For all the positive steps we can take for our health—exercise, social engagement, diet—much of our wellbeing is out of our control. A growing body of research demonstrates that factors such as stressors we experience, our parents’ income and education, and the neighborhoods we grow up in can all be risk factors for our health. Research has shown that economically disadvantaged neighborhoods lead to a greater risk of mortality and morbidity. At the same time, neighborhoods can also provide protective benefits. A recent study in the Journal of the American Geriatric Society showed that, for Mexican American men aged 75 and older, living in a neighborhood with a high density of Mexican Americans is associated with a lower risk of depression (Gerst et al 2011).

INPUT DATA:

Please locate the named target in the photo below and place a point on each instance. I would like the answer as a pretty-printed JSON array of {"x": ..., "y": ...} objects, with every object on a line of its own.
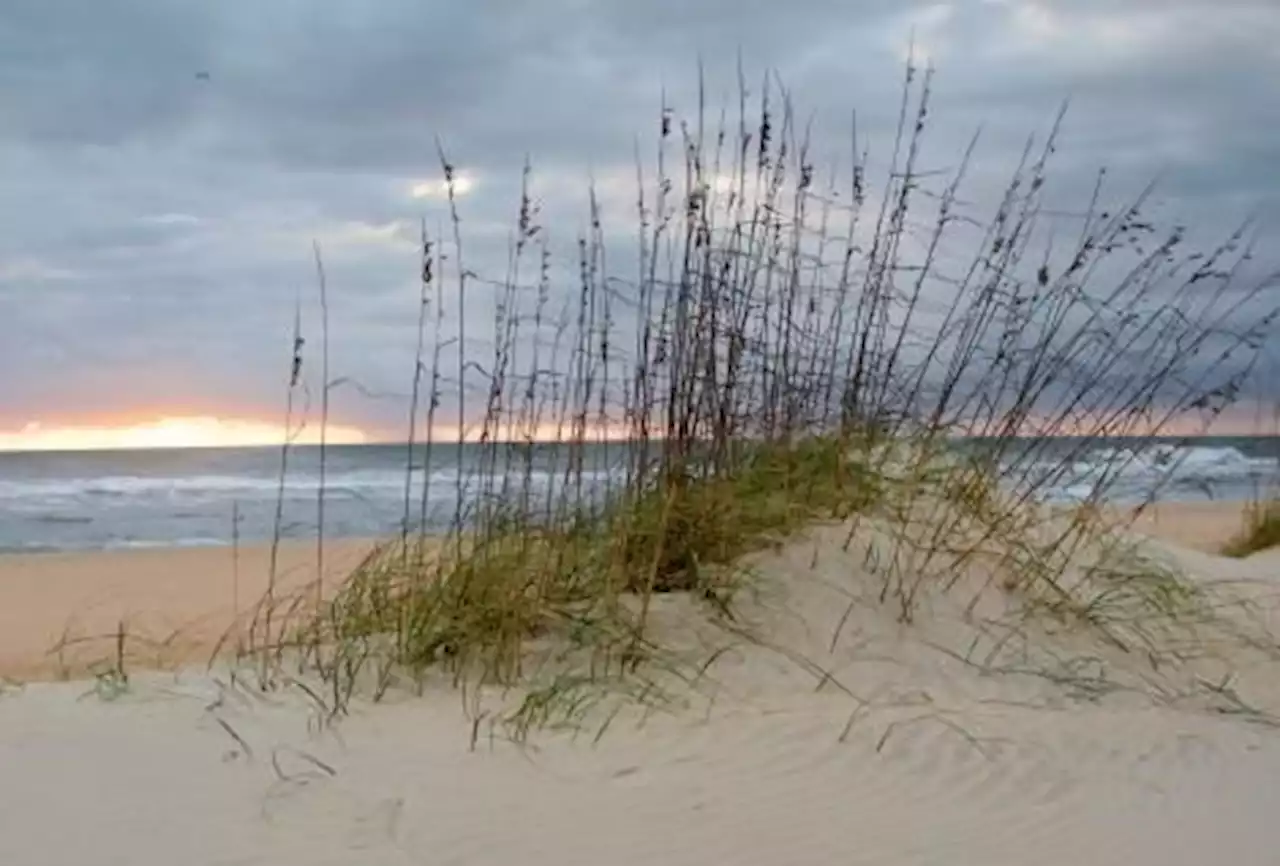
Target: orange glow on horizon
[{"x": 169, "y": 431}]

WHAT TO PRODUCE: Retype the stretch from "For all the" through "et al 2011)." of the passage on neighborhoods and health above, word for word.

REPLY TO THE TASK:
For all the positive steps we can take for our health—exercise, social engagement, diet—much of our wellbeing is out of our control. A growing body of research demonstrates that factors such as stressors we experience, our parents’ income and education, and the neighborhoods we grow up in can all be risk factors for our health. Research has shown that economically disadvantaged neighborhoods lead to a greater risk of mortality and morbidity. At the same time, neighborhoods can also provide protective benefits. A recent study in the Journal of the American Geriatric Society showed that, for Mexican American men aged 75 and older, living in a neighborhood with a high density of Mexican Americans is associated with a lower risk of depression (Gerst et al 2011).